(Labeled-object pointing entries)
++++++++++++++++++++

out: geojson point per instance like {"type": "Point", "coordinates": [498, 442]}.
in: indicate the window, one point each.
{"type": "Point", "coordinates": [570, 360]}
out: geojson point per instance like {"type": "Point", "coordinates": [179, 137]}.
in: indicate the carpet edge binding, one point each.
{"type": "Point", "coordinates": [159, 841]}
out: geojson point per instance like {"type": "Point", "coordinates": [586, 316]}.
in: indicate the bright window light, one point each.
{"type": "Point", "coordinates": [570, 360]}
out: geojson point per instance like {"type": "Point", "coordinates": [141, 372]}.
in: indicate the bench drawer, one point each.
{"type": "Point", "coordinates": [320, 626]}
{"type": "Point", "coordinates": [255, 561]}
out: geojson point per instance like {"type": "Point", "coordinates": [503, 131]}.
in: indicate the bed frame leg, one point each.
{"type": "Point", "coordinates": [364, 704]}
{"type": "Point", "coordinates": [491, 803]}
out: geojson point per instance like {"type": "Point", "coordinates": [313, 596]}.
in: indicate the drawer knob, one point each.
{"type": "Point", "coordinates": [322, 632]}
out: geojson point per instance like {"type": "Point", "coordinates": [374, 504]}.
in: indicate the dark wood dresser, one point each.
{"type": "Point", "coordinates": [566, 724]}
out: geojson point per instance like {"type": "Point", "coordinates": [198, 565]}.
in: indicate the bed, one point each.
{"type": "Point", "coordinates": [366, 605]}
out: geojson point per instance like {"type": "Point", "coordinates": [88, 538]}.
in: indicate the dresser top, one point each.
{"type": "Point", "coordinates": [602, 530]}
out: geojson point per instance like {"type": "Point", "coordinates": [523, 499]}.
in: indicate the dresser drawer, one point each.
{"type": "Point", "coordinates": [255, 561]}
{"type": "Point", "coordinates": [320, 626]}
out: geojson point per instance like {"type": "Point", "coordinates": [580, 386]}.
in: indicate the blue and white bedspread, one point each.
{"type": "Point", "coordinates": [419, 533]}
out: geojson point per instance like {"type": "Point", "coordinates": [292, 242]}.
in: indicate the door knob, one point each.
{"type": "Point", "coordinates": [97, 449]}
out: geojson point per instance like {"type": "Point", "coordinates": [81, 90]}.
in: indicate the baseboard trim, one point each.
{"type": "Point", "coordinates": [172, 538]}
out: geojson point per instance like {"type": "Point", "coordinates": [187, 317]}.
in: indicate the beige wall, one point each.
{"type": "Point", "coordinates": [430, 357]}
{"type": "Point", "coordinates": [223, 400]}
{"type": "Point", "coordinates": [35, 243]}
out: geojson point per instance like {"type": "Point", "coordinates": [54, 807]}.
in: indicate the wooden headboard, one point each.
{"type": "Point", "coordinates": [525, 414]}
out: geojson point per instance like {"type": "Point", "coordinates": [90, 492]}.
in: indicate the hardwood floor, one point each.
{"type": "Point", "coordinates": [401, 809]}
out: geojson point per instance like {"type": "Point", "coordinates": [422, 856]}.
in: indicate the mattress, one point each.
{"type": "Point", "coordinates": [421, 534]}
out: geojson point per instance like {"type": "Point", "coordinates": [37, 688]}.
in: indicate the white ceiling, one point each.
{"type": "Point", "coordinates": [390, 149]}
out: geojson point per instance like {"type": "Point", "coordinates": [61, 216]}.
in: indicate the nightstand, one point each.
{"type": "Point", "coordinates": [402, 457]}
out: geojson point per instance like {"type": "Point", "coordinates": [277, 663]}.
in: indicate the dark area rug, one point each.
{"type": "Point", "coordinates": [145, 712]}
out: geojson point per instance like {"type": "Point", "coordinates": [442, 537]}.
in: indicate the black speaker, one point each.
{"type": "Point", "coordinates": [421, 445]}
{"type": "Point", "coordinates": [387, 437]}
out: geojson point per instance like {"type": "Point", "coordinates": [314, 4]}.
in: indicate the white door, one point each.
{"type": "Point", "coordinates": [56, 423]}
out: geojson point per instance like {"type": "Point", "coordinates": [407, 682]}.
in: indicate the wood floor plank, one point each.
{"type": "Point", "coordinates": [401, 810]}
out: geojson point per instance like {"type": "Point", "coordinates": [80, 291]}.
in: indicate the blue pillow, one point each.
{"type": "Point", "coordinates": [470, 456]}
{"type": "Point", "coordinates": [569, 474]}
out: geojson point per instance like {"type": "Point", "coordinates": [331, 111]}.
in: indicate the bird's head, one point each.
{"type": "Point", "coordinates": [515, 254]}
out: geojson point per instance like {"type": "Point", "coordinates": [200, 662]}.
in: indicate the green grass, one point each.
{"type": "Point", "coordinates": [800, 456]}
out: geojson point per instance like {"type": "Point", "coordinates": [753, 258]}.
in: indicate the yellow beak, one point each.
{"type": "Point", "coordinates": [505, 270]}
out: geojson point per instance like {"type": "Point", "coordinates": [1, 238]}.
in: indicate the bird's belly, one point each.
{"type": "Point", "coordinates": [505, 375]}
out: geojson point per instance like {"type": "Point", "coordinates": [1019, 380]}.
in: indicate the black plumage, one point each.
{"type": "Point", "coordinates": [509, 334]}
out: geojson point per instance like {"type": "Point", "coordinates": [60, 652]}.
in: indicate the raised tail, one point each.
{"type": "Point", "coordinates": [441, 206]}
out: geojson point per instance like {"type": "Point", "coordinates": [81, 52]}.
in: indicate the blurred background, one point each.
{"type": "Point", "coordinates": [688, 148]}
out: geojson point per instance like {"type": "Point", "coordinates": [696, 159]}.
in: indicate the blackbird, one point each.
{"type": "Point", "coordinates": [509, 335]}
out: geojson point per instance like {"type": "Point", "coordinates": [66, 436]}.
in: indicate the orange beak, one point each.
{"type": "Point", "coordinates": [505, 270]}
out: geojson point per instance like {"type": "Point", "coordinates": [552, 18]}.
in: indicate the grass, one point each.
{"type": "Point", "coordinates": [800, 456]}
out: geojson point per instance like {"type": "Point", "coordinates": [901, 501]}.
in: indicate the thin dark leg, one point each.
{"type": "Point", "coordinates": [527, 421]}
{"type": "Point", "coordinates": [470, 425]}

++++++++++++++++++++

** Problem to work on **
Copy the material above, line for line.

** Exercise answer **
out: geojson point per instance like {"type": "Point", "coordinates": [498, 442]}.
in: indicate the window, one point each.
{"type": "Point", "coordinates": [570, 360]}
out: geojson point per instance like {"type": "Point", "coordinates": [179, 137]}.
in: indicate the carpet edge binding, one point each.
{"type": "Point", "coordinates": [159, 841]}
out: geojson point per instance like {"type": "Point", "coordinates": [586, 316]}.
in: indicate the bright window light, one point each.
{"type": "Point", "coordinates": [570, 360]}
out: geojson point per instance like {"type": "Point", "coordinates": [141, 372]}.
in: indicate the bench drawer, one point each.
{"type": "Point", "coordinates": [320, 626]}
{"type": "Point", "coordinates": [255, 561]}
out: geojson point per instance like {"type": "Point", "coordinates": [503, 131]}.
in: indicate the bed frame leg, one point each.
{"type": "Point", "coordinates": [364, 704]}
{"type": "Point", "coordinates": [491, 803]}
out: geojson point per instance like {"type": "Point", "coordinates": [313, 596]}.
in: indicate the drawer knob, one point each.
{"type": "Point", "coordinates": [322, 632]}
out: geojson point per instance like {"type": "Point", "coordinates": [374, 504]}.
in: indicate the dark wood dresser, one point each.
{"type": "Point", "coordinates": [566, 724]}
out: geojson point per instance like {"type": "Point", "coordinates": [198, 565]}.
in: indicate the bed, one point each.
{"type": "Point", "coordinates": [366, 605]}
out: geojson point per instance like {"type": "Point", "coordinates": [88, 538]}.
in: indicate the dresser top, one point each.
{"type": "Point", "coordinates": [602, 530]}
out: geojson point per instance like {"type": "Point", "coordinates": [523, 499]}.
in: indicate the dresser drawer, one point each.
{"type": "Point", "coordinates": [255, 561]}
{"type": "Point", "coordinates": [320, 626]}
out: geojson point per instance like {"type": "Point", "coordinates": [580, 386]}.
in: indicate the blue and white bedspread, one point each.
{"type": "Point", "coordinates": [419, 533]}
out: geojson point per instance like {"type": "Point", "coordinates": [292, 242]}.
in: indicate the door knob, one point each.
{"type": "Point", "coordinates": [97, 449]}
out: geojson point per instance like {"type": "Point", "coordinates": [81, 90]}.
in: indicate the baseboard trim, one point each.
{"type": "Point", "coordinates": [172, 538]}
out: geojson point per instance like {"type": "Point", "coordinates": [187, 317]}.
in: indicate the beige wall, one point each.
{"type": "Point", "coordinates": [430, 357]}
{"type": "Point", "coordinates": [223, 400]}
{"type": "Point", "coordinates": [35, 243]}
out: geojson point per instance like {"type": "Point", "coordinates": [54, 807]}.
in: indicate the wooden headboard, one point each.
{"type": "Point", "coordinates": [525, 414]}
out: geojson point per instance like {"type": "Point", "coordinates": [90, 492]}.
in: indicate the hardwood floor, one point each.
{"type": "Point", "coordinates": [401, 809]}
out: geojson point per instance like {"type": "Point", "coordinates": [422, 856]}.
in: indicate the mattress, one point each.
{"type": "Point", "coordinates": [421, 534]}
out: geojson point per instance like {"type": "Point", "coordinates": [37, 688]}.
in: indicate the white ceiling, one point each.
{"type": "Point", "coordinates": [390, 149]}
out: geojson point per instance like {"type": "Point", "coordinates": [61, 216]}.
in: indicate the nightstand, one point each.
{"type": "Point", "coordinates": [402, 457]}
out: geojson point per instance like {"type": "Point", "coordinates": [277, 663]}.
in: indicate the dark area rug, one point each.
{"type": "Point", "coordinates": [145, 712]}
out: geojson point per instance like {"type": "Point", "coordinates": [442, 537]}.
in: indicate the black speaker, one point each.
{"type": "Point", "coordinates": [421, 445]}
{"type": "Point", "coordinates": [387, 437]}
out: geojson point per instance like {"type": "Point", "coordinates": [314, 4]}.
in: indicate the white door, one point each.
{"type": "Point", "coordinates": [56, 423]}
out: geojson point per instance like {"type": "Point", "coordinates": [407, 682]}.
in: indicate the wood floor plank, one point each.
{"type": "Point", "coordinates": [401, 810]}
out: geojson point per instance like {"type": "Point", "coordinates": [80, 291]}.
in: indicate the blue pillow, one point each.
{"type": "Point", "coordinates": [470, 456]}
{"type": "Point", "coordinates": [569, 474]}
out: geojson point per instance like {"type": "Point", "coordinates": [331, 111]}.
in: indicate the bird's head, one point each.
{"type": "Point", "coordinates": [515, 254]}
out: geojson point per instance like {"type": "Point", "coordinates": [200, 662]}.
in: indicate the green grass, one point each.
{"type": "Point", "coordinates": [800, 456]}
out: geojson point per instance like {"type": "Point", "coordinates": [753, 258]}.
in: indicate the yellow beak, one point each.
{"type": "Point", "coordinates": [505, 270]}
out: geojson point per instance like {"type": "Point", "coordinates": [1, 238]}.
in: indicate the bird's belly, one point each.
{"type": "Point", "coordinates": [505, 375]}
out: geojson point per instance like {"type": "Point", "coordinates": [1019, 380]}.
in: indicate the black plumage, one point each.
{"type": "Point", "coordinates": [509, 334]}
out: geojson point per instance like {"type": "Point", "coordinates": [60, 652]}.
in: indicate the raised tail, one point each.
{"type": "Point", "coordinates": [441, 206]}
out: geojson point per instance like {"type": "Point", "coordinates": [81, 52]}.
in: indicate the blurred background, one point each.
{"type": "Point", "coordinates": [688, 148]}
out: geojson point per instance like {"type": "Point", "coordinates": [696, 159]}.
in: indicate the blackbird, one point each.
{"type": "Point", "coordinates": [509, 335]}
out: geojson point per instance like {"type": "Point", "coordinates": [66, 436]}.
in: indicate the orange beak, one point each.
{"type": "Point", "coordinates": [505, 270]}
out: geojson point per instance like {"type": "Point", "coordinates": [552, 18]}.
in: indicate the grass, one point each.
{"type": "Point", "coordinates": [800, 456]}
out: geojson point per instance like {"type": "Point", "coordinates": [901, 501]}.
in: indicate the thin dark leg, one point each.
{"type": "Point", "coordinates": [527, 421]}
{"type": "Point", "coordinates": [470, 425]}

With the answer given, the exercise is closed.